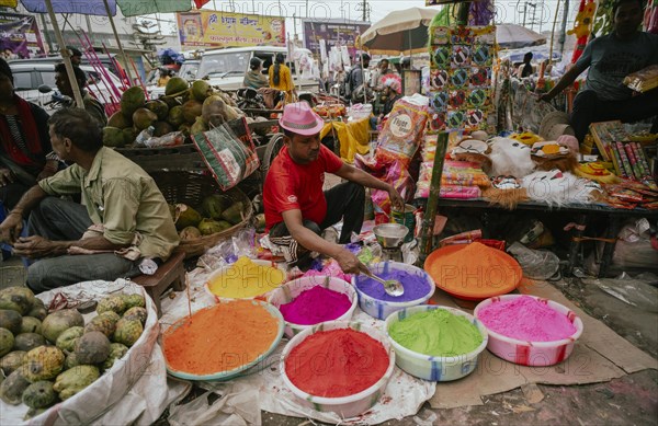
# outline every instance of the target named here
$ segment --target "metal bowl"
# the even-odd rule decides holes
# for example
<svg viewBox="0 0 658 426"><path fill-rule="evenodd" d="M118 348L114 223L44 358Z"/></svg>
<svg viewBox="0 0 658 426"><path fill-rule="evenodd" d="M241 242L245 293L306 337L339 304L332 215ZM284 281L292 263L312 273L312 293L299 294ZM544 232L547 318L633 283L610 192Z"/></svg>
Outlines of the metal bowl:
<svg viewBox="0 0 658 426"><path fill-rule="evenodd" d="M384 249L396 249L402 245L409 228L400 223L381 223L373 228L377 242Z"/></svg>

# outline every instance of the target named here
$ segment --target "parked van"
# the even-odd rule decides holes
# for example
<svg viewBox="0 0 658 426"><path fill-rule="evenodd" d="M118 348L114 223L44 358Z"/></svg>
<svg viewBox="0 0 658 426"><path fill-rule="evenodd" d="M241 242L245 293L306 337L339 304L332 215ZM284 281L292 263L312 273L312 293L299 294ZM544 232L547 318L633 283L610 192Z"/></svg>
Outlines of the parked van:
<svg viewBox="0 0 658 426"><path fill-rule="evenodd" d="M311 56L310 50L299 49ZM276 54L287 55L285 47L276 46L250 46L234 47L226 49L207 50L201 58L196 79L205 79L211 85L216 85L223 90L235 90L243 87L245 74L249 71L249 61L251 58L259 58L263 62L263 72L266 74L269 68L274 64ZM286 62L288 59L286 58ZM295 87L299 87L302 76L295 74L294 64L288 64L293 74ZM300 80L303 90L317 91L318 82L310 79ZM151 97L157 97L164 93L164 88L155 88L149 92Z"/></svg>
<svg viewBox="0 0 658 426"><path fill-rule="evenodd" d="M26 101L34 102L39 106L45 106L53 97L52 93L42 93L39 85L48 85L53 93L57 91L55 84L55 64L34 59L12 60L9 62L11 72L14 77L14 90L16 94ZM98 67L81 65L80 69L87 73L90 80L95 83L87 89L92 92L102 103L118 102L123 93L121 80L112 72L100 73ZM111 87L114 85L118 91L118 96ZM46 108L46 111L48 111Z"/></svg>

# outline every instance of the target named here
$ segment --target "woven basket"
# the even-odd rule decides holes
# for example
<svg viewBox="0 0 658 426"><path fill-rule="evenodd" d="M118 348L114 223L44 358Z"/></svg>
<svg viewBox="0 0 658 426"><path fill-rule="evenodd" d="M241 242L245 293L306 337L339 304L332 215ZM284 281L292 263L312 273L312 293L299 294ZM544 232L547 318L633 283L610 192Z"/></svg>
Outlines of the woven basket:
<svg viewBox="0 0 658 426"><path fill-rule="evenodd" d="M209 235L203 235L194 240L181 241L177 251L184 252L185 257L202 255L206 250L216 245L219 240L231 237L240 229L249 224L253 208L251 200L242 191L237 187L230 188L227 192L222 192L217 182L211 176L197 173L188 172L151 172L154 181L162 192L167 203L177 204L184 203L189 206L196 207L201 202L213 194L228 195L234 203L242 202L245 209L242 210L242 221L225 229L222 232L215 232Z"/></svg>

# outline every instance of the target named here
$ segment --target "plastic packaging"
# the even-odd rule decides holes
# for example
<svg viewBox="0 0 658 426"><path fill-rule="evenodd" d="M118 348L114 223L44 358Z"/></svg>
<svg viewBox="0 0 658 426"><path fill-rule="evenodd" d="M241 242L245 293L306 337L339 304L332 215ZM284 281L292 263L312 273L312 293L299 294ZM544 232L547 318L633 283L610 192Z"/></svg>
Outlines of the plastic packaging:
<svg viewBox="0 0 658 426"><path fill-rule="evenodd" d="M141 135L141 134L139 134ZM172 131L160 137L150 137L144 141L147 148L159 148L159 147L175 147L183 145L185 141L185 135L182 131Z"/></svg>
<svg viewBox="0 0 658 426"><path fill-rule="evenodd" d="M510 245L508 252L519 262L526 278L544 280L559 270L559 258L553 252L527 249L519 242Z"/></svg>
<svg viewBox="0 0 658 426"><path fill-rule="evenodd" d="M148 126L147 128L141 130L139 135L137 135L137 137L135 138L135 143L146 145L146 141L154 136L154 131L156 131L156 128L154 126Z"/></svg>
<svg viewBox="0 0 658 426"><path fill-rule="evenodd" d="M595 285L606 293L644 311L658 312L658 289L644 279L622 273L616 278L583 279L582 284Z"/></svg>

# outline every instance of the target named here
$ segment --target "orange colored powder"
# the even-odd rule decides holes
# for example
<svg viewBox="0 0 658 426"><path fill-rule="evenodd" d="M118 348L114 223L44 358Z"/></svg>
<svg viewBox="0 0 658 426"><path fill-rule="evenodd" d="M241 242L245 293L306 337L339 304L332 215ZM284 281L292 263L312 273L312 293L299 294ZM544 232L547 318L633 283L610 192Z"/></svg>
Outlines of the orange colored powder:
<svg viewBox="0 0 658 426"><path fill-rule="evenodd" d="M193 375L230 371L265 353L279 321L261 304L236 300L203 309L164 332L169 367Z"/></svg>
<svg viewBox="0 0 658 426"><path fill-rule="evenodd" d="M352 329L317 332L291 350L285 373L315 396L353 395L375 384L388 368L382 343Z"/></svg>
<svg viewBox="0 0 658 426"><path fill-rule="evenodd" d="M517 261L479 242L436 252L446 253L430 255L433 258L428 257L426 269L436 286L457 296L486 298L504 293L514 289L521 278Z"/></svg>

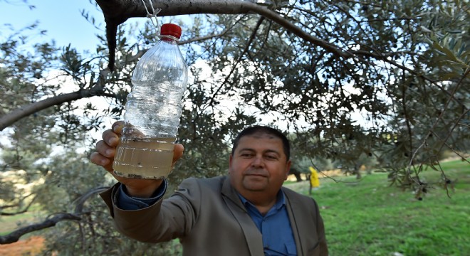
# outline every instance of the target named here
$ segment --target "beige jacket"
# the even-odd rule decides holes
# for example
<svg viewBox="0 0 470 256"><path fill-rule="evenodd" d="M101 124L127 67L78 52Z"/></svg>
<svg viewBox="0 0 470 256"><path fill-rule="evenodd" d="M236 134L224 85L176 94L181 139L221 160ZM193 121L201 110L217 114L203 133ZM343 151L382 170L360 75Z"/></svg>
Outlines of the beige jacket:
<svg viewBox="0 0 470 256"><path fill-rule="evenodd" d="M226 176L186 179L169 198L138 210L116 206L117 185L100 196L118 230L130 238L149 242L179 238L184 256L264 255L261 234ZM298 255L328 255L317 203L282 189Z"/></svg>

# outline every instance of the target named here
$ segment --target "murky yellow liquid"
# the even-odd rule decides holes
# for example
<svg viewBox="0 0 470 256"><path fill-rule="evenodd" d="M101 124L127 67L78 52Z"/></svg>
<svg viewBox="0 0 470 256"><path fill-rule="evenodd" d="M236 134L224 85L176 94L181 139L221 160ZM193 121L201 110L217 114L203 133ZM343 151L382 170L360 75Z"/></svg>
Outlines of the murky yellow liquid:
<svg viewBox="0 0 470 256"><path fill-rule="evenodd" d="M121 138L114 173L122 177L162 178L172 171L175 138Z"/></svg>

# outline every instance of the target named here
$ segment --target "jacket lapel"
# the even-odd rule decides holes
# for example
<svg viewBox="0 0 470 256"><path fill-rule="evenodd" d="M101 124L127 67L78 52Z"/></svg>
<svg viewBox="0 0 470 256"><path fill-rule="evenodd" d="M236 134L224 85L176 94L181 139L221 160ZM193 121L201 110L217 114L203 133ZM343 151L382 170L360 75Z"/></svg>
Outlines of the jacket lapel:
<svg viewBox="0 0 470 256"><path fill-rule="evenodd" d="M299 210L296 206L298 206L300 203L296 202L296 198L291 196L290 191L288 189L282 188L286 196L286 206L287 208L287 213L289 215L289 221L291 222L291 228L292 228L292 233L294 236L294 240L296 240L296 247L297 247L297 255L306 255L307 248L304 248L302 245L307 245L306 241L305 241L305 238L307 236L305 235L308 234L308 230L305 230L305 225L301 224L301 220L305 218L302 213L302 210ZM298 223L297 221L301 221Z"/></svg>
<svg viewBox="0 0 470 256"><path fill-rule="evenodd" d="M251 255L263 255L263 238L251 217L246 212L236 191L230 185L230 178L226 177L222 185L222 198L241 227Z"/></svg>

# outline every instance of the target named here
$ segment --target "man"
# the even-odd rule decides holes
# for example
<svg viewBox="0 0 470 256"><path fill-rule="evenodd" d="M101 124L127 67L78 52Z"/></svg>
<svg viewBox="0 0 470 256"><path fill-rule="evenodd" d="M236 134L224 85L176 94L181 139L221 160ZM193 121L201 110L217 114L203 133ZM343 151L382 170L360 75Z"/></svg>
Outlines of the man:
<svg viewBox="0 0 470 256"><path fill-rule="evenodd" d="M113 174L122 123L105 131L92 162ZM176 144L174 162L182 156ZM115 177L101 194L118 230L142 242L179 238L184 255L328 255L315 201L282 187L290 146L280 132L256 126L234 142L229 174L188 178L162 200L166 180Z"/></svg>

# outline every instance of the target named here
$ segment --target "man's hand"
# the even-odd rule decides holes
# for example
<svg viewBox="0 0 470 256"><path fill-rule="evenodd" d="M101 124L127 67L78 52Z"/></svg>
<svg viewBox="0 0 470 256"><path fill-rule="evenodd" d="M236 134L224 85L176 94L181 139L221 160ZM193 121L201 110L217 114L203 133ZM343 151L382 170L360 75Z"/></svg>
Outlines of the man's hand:
<svg viewBox="0 0 470 256"><path fill-rule="evenodd" d="M125 185L127 193L131 196L139 198L148 198L153 194L157 188L162 184L163 180L137 179L123 178L115 175L113 170L113 161L116 151L116 146L119 142L122 131L124 122L118 121L113 124L110 129L103 133L103 140L96 143L96 152L90 156L92 163L103 166L119 182ZM173 151L173 164L181 158L184 151L183 145L174 144Z"/></svg>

****************

YOUR TASK.
Return the records word for word, from their start down to the line containing "249L396 249L402 245L409", including that line. Leave the pictures out.

RESPONSE TO THE EXERCISE.
# outline every instance of the target named here
$ segment --target "metal bowl"
# the even-odd rule decides holes
# for example
<svg viewBox="0 0 658 426"><path fill-rule="evenodd" d="M118 348L114 223L44 358Z"/></svg>
<svg viewBox="0 0 658 426"><path fill-rule="evenodd" d="M241 242L245 293L306 337L339 304L332 215ZM284 281L292 263L312 273L312 293L299 294ZM544 232L547 318L633 283L610 192Z"/></svg>
Outlines of the metal bowl:
<svg viewBox="0 0 658 426"><path fill-rule="evenodd" d="M384 249L396 249L402 245L409 228L400 223L381 223L373 228L377 242Z"/></svg>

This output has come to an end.